Problem statement
Each line from the one that holds "Practice. Spot the clear" to the end of the records is to be retyped exactly. Pictures are not part of the copy.

(Dataset entries)
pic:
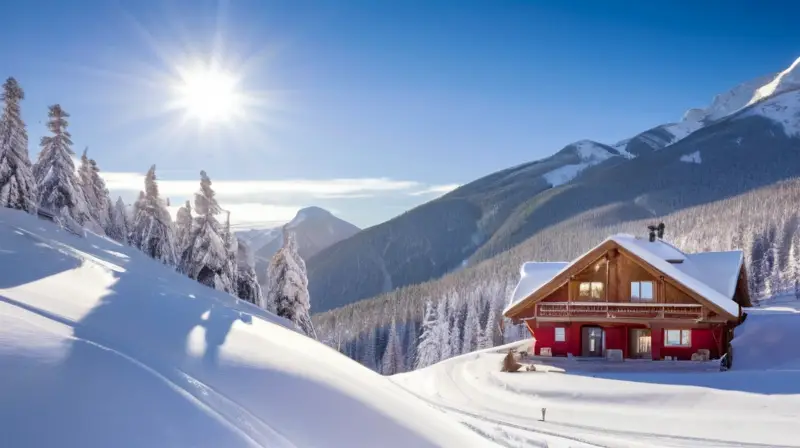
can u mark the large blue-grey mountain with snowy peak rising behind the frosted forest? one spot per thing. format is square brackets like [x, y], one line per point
[645, 175]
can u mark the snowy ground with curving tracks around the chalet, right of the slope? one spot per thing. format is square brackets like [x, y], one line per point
[633, 404]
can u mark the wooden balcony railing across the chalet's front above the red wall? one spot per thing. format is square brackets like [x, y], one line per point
[612, 310]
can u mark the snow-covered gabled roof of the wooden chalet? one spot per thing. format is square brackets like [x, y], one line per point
[712, 275]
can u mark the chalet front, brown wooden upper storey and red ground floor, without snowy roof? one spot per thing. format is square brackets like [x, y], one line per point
[612, 299]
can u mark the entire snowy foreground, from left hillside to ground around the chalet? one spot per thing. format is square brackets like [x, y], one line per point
[101, 346]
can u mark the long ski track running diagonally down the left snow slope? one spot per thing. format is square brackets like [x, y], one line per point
[221, 408]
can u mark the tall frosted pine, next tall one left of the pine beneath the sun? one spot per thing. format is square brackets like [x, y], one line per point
[152, 230]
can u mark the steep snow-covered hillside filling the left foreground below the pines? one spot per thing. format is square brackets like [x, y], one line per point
[101, 346]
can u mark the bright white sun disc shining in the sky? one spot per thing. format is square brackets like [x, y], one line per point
[209, 95]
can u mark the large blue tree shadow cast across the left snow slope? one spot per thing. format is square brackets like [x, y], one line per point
[120, 382]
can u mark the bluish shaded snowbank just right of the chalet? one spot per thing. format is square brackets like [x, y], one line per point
[767, 340]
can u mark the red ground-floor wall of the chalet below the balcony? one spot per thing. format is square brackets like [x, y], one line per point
[617, 338]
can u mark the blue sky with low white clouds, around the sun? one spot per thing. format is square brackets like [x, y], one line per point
[369, 108]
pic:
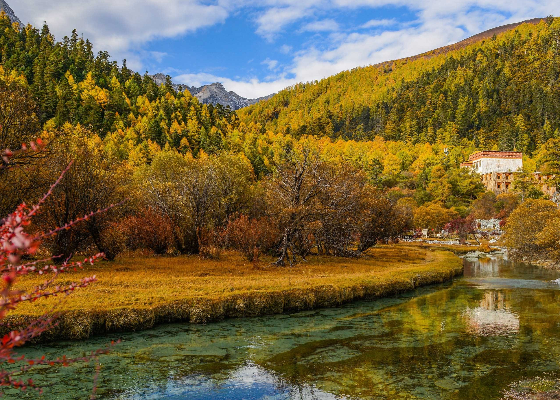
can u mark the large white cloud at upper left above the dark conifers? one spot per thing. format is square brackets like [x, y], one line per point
[119, 26]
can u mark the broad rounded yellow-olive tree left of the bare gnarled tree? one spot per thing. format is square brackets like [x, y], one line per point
[197, 194]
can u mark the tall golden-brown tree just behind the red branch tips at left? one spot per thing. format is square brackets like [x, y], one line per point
[95, 182]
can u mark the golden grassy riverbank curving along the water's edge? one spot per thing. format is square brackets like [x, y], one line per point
[138, 293]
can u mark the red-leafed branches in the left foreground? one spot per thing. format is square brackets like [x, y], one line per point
[15, 244]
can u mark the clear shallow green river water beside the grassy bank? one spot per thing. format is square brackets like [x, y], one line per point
[468, 339]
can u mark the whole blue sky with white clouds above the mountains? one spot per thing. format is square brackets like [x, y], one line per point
[259, 47]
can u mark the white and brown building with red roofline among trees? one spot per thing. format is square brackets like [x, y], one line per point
[498, 170]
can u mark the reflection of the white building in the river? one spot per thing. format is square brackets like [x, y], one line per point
[492, 317]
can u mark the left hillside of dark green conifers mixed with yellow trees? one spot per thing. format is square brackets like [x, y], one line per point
[71, 85]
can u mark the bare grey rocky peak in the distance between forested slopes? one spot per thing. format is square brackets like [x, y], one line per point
[214, 93]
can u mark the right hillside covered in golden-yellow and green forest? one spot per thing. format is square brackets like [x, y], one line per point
[501, 92]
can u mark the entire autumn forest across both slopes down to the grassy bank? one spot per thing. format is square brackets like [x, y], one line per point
[331, 167]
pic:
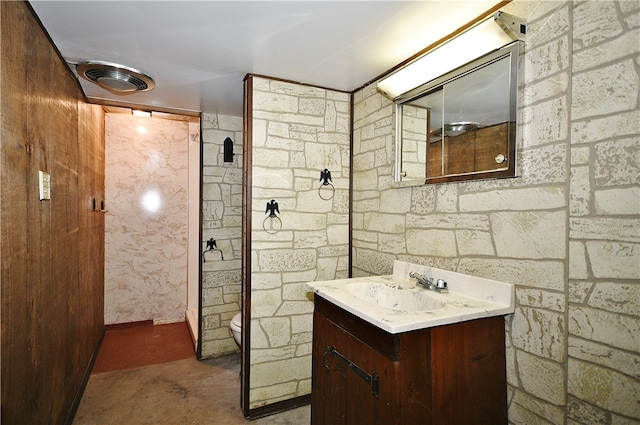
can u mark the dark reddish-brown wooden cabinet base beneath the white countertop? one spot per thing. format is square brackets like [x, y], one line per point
[446, 375]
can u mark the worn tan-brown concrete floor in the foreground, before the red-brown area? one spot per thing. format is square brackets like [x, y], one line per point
[176, 393]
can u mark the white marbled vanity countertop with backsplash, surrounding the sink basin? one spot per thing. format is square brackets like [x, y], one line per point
[469, 298]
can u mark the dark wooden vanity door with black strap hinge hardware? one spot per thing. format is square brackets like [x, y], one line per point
[352, 382]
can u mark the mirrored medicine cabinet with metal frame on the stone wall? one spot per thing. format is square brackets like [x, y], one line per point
[462, 125]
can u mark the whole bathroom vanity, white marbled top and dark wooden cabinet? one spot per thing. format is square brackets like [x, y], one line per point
[385, 352]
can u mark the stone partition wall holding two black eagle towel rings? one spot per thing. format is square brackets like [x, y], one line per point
[297, 132]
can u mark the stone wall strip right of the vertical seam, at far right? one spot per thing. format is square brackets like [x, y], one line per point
[603, 293]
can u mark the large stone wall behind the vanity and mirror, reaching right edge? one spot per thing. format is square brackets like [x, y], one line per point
[565, 231]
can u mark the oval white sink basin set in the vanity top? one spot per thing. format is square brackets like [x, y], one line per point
[395, 297]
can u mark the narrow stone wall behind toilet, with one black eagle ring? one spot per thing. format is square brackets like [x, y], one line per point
[222, 221]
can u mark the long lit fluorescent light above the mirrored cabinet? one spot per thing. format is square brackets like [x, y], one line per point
[475, 42]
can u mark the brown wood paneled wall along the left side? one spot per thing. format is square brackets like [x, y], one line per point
[51, 252]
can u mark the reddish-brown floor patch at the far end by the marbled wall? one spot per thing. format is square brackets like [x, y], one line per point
[139, 344]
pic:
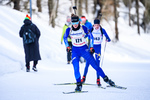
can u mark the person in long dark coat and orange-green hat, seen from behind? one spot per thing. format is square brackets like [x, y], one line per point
[30, 34]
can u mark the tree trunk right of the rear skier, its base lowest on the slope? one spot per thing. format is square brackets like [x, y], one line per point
[116, 20]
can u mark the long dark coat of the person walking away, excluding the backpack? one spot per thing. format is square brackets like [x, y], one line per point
[32, 52]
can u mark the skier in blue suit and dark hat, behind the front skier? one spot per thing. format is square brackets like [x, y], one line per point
[97, 32]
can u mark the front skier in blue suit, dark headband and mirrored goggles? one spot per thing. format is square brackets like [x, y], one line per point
[78, 36]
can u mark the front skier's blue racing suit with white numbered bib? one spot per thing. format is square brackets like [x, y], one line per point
[80, 48]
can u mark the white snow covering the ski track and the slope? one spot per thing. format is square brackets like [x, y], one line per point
[127, 63]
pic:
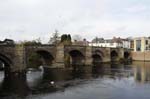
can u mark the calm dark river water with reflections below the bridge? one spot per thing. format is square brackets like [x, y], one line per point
[105, 81]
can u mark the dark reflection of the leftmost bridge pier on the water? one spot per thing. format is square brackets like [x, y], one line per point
[14, 85]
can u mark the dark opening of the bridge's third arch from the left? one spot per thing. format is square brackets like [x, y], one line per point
[77, 58]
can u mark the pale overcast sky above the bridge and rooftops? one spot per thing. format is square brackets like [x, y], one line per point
[32, 19]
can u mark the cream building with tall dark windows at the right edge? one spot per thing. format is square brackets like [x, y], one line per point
[142, 44]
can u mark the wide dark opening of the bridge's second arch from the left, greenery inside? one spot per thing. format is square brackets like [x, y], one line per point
[41, 57]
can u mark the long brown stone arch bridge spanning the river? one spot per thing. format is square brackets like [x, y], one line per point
[16, 57]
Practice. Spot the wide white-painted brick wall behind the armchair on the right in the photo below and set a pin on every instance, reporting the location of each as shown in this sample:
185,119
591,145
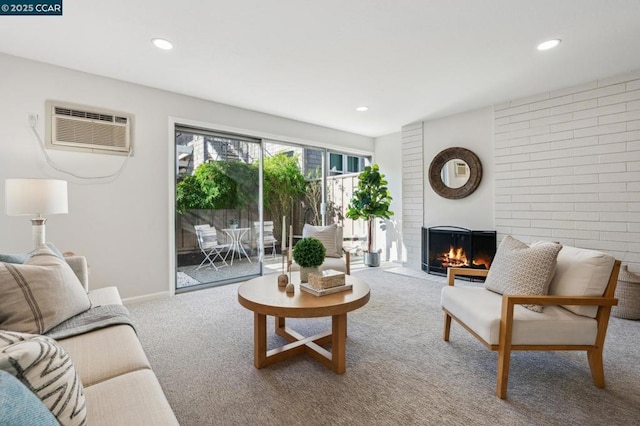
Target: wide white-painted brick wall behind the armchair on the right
567,167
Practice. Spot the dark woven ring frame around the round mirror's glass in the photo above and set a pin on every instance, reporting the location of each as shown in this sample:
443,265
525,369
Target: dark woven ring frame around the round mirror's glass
435,170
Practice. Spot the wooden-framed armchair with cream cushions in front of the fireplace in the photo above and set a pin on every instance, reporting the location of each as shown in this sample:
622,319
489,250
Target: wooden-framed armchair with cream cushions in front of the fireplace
575,313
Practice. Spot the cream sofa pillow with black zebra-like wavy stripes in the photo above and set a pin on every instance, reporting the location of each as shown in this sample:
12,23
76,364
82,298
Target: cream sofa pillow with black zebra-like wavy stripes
47,370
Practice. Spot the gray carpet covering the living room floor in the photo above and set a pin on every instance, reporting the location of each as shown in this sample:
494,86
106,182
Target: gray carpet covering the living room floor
399,371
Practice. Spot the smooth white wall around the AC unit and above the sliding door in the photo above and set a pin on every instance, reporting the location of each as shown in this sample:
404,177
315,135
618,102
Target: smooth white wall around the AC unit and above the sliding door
123,226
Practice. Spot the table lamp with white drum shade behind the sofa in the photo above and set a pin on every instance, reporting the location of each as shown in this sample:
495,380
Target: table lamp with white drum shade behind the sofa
36,197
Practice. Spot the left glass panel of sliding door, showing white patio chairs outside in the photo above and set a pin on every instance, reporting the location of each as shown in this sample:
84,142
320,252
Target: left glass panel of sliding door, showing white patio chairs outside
218,210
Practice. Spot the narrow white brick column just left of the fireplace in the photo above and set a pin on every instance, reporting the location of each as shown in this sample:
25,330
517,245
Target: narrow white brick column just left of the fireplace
412,192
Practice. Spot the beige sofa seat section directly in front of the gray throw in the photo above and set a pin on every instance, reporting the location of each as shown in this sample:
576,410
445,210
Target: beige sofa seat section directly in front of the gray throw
103,354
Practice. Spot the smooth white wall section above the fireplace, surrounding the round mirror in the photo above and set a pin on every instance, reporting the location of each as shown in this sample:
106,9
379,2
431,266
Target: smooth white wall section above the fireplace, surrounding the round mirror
472,130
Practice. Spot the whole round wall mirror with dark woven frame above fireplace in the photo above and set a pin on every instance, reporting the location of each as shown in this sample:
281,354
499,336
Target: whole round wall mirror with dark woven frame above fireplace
455,173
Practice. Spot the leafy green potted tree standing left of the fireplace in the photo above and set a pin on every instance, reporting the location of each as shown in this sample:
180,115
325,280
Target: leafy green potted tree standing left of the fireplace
371,200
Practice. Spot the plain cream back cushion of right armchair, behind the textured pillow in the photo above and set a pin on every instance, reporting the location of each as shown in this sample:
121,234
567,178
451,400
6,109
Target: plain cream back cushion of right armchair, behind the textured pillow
581,272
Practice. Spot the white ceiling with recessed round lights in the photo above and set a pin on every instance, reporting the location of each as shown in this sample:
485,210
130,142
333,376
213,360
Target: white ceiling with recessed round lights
316,60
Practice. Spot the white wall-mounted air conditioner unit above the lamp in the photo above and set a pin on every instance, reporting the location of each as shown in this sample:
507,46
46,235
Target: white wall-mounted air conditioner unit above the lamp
90,129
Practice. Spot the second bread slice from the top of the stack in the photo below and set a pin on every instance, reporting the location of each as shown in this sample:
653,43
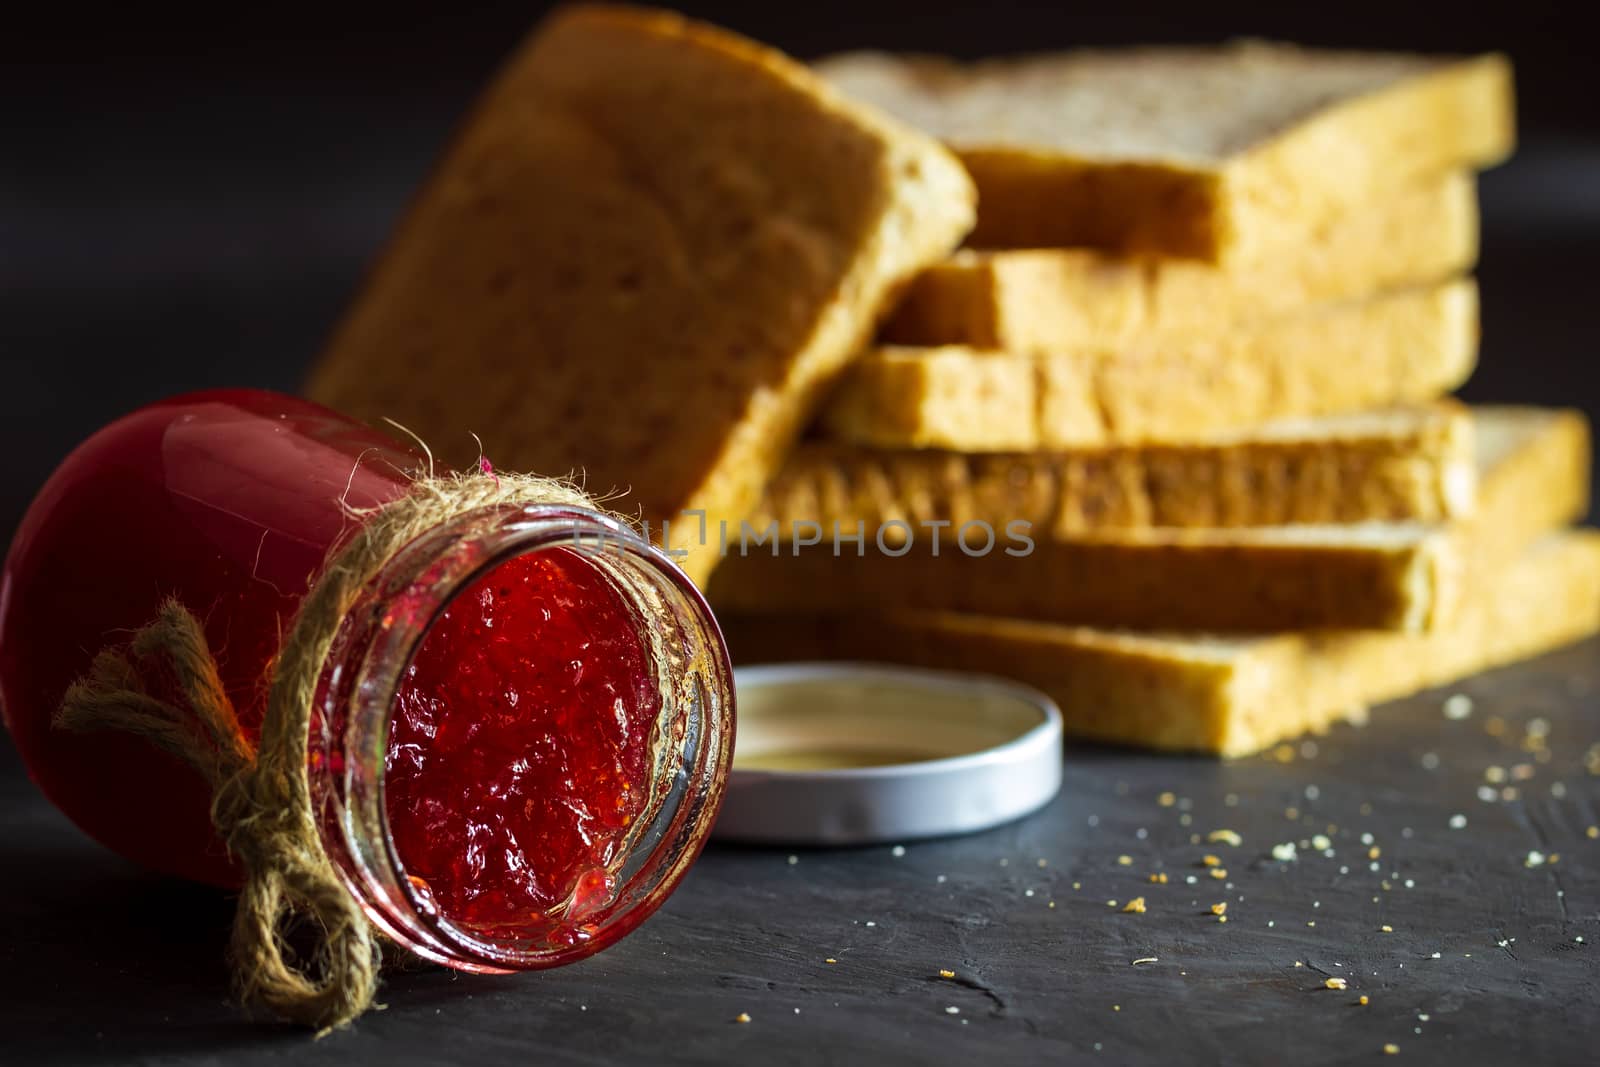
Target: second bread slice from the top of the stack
1044,300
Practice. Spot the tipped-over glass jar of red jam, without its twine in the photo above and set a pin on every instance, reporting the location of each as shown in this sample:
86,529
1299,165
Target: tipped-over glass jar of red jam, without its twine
231,503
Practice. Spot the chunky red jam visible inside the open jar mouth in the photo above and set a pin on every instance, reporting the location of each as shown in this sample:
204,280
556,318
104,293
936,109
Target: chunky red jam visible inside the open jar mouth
521,749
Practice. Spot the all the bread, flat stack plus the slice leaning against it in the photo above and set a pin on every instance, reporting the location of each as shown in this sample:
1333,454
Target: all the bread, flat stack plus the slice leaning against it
1188,370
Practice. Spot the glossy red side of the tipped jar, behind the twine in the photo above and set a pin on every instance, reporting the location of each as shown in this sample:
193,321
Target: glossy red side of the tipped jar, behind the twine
228,502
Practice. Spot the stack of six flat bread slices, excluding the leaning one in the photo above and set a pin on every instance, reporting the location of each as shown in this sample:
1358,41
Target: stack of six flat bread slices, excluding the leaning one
1178,407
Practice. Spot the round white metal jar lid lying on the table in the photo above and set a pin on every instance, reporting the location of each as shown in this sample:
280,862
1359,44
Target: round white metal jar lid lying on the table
854,754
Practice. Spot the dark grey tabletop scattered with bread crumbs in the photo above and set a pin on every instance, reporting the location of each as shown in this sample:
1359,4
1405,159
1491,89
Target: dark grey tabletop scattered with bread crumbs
103,962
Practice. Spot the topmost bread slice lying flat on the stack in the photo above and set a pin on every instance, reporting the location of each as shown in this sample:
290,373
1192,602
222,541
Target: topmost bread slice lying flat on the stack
1218,154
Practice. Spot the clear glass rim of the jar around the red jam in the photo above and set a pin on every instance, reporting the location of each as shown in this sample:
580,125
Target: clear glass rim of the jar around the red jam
353,717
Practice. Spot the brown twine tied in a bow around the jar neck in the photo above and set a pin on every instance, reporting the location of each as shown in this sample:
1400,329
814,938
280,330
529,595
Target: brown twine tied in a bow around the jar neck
262,799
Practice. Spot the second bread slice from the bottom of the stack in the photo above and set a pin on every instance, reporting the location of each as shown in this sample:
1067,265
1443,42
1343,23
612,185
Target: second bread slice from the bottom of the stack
1396,577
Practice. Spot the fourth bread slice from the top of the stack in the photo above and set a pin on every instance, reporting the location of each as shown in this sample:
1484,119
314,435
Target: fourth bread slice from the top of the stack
1374,466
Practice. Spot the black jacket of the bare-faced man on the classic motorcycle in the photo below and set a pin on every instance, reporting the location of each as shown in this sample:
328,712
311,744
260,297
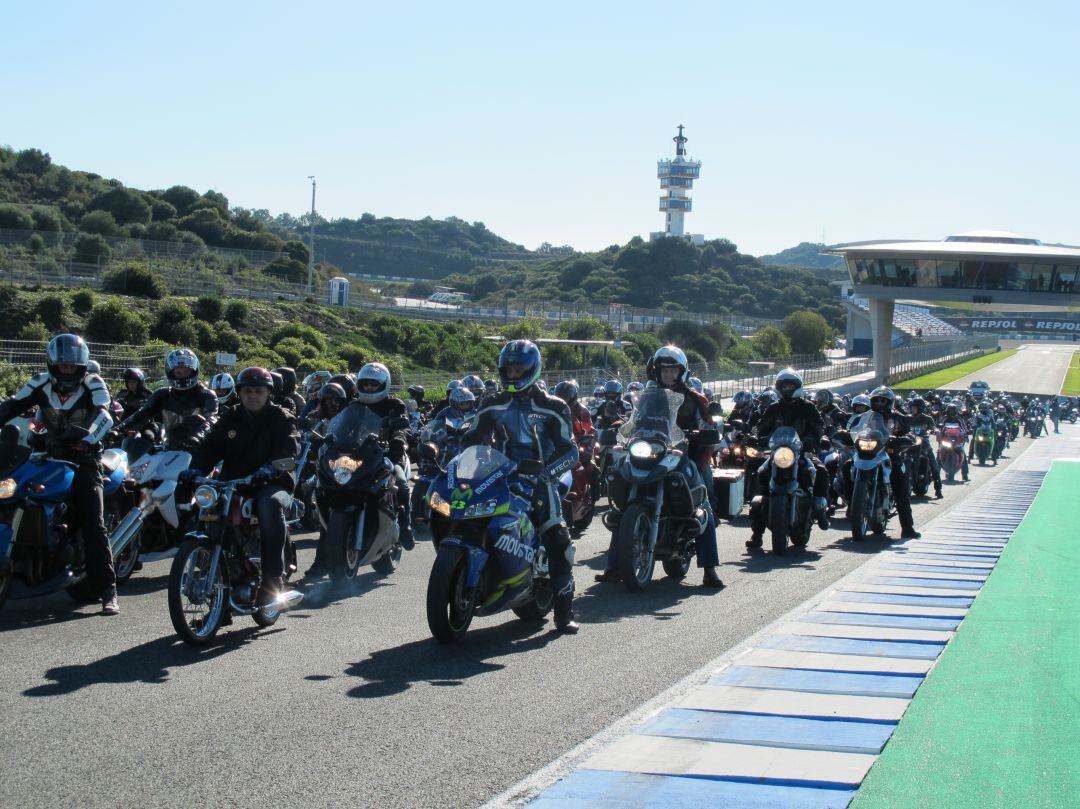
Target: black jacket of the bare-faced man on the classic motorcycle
245,443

Exercise answer
Practice. Spot the clear glass rim of the jar around the red jam in the photo above and set a pin on every instance, reporting the location of each as shown in this sample:
580,125
Target: clear glass rim of the jar around the red jam
353,717
Practice. Spot the brown twine tied in a bow around the jar neck in the photo above and set a pin on every instance, reporting the location of each as shown in this sample:
1400,329
814,938
280,330
529,595
Target: brown twine tied in a bow around the jar neck
262,799
Practice. Spot the second bread slice from the bottom of the stack in the photo above and set a pin on every instance, reporting the location of each as shown in this sample:
1067,265
1443,42
1343,23
612,185
Target: second bread slice from the bottom of the stack
1396,577
Practice. Spot the fourth bread slice from the top of the stack in the photo above and set a pin on every instance, reporting the location of each as shown in this sample:
1484,119
314,435
Target: fourth bread slice from the top of the stack
1374,466
Practice. Spot the black jacket of the bare-faced man on the classic motorcycle in the photo below and set a pin on every instance, reporting the location of each as shown in this sample:
328,712
311,744
260,297
Target: black jacket of the bare-faced man on the classic motorcycle
245,443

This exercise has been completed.